>> start PAGE

Saturday, July 14, 2007

GUILT

Why do moms always have to feel guilty... or maybe its just me! Why do I always have to feel guilty. This may go on for awhile. I haven't blogged in a long time!

About two weeks ago, I had asked my wonderful husband when he'd be home the next day. He gives me this "between 3 and 5" answer! What kind of answer is that. I can hear in his voice that he is peaved at the even mention of it. So I ask him why he's upset. He goes on to say a bunch of stuff that prompts me to remind him that when he works late, I work late. Then he says it... "But you get nap time!" Oh, it was gone. My "trying- to -say- everything- in- a -good -tone" moment was gone! I reminded him that nap time is cleaning time. And dinner preparation time, and that not always do both kids nap at the same time. And hold on... do you know what he said next (or sometime in the conversation)? "For someone who has her 'dream' job, you sure do complain all the time". I completely lost it. I wanted him hurt. I wanted to beat him up. I wanted him to leave, but still stay there to hear me scream at him! Zech is going through one of the roughest times and when I vent to my co-parent, I am labeled a complainer! We argued some and I said it'd be different if I had another parent working with me. I didn't mean it as mean as I am sure it came out (and I am sure at the moment I wanted it to sound mean). But as we semi-appologized I told him I didn't mean it completely. I meant that during the day I have to make decisions immediately... its MUCH different than his job... and its not just a job for me, these are MY kids, HIS kids! He says he didn't mean all the time...

>> end PAGE

▸ REQUESTS
[a] Answer these questions about the blog post on guilt, one line each:
(i) What date appears at the top of the post?
(ii) What time window did the husband give for getting home the next day?
(iii) Besides cleaning time, what else does the writer say nap time is used for?
[b] Pick up the blog post about guilt at the point where it ends and keep writing in the same voice.

>> start EXTRACTED ENTRIES

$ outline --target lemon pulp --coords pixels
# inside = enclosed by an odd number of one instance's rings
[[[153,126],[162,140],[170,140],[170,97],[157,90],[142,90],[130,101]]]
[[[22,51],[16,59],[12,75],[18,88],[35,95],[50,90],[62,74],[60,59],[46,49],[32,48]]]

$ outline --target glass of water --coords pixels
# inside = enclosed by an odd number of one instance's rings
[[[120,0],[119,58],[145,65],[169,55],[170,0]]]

>> end EXTRACTED ENTRIES

▸ TASK ANSWERS
[a]
(i) Saturday, July 14, 2007
(ii) Between 3 and 5
(iii) Dinner preparation

[b]
Well, since then, I can't keep myself from feeling an intense guilt. I know that the argument is over, I have even talked to him a bit about it the other night. But if I am not cleaning or mothering, or doing something I feel like he is looking at me like I am a slacker. I asked him to clean the kitchen today and it took everything in me to lay on the couch and rest (I had cleaned the other rooms). I was so afraid he thought it was my job and that I was lazy.
So, I am dealing with that. the argument is over, I am not mad at him. I know it was a heated discussion that things were said out of anger, and that my "job" lasts MUCH longer than his 8 hours, and so be it. I am not complaining or comparing. But I feel guilty everytime I feel like I need a break.
So... I joined a gym. One hour a day away from the kids. I LOVE it! but of course, you guessed it. I am fighting my guilt for putting them in daycare for a measly one hour. I think of the time it takes out of our morning or afternoon and feel like I am cheating them... BUT I can reasonable remind myself that the hour a day helps with Lily's separation anxiety and Zech social skills. What a great thing I am giving to my children. So why feel guilty? I feel like I should rush through the workout so I can go get them. WHAT IS WRONG WITH ME! I won't do it. And I know I am irrational. So that's a good step, knowing a am completely insane!

So I pray... there is no room for guilt. I let God convict me and the guilt can go back to hell with its author!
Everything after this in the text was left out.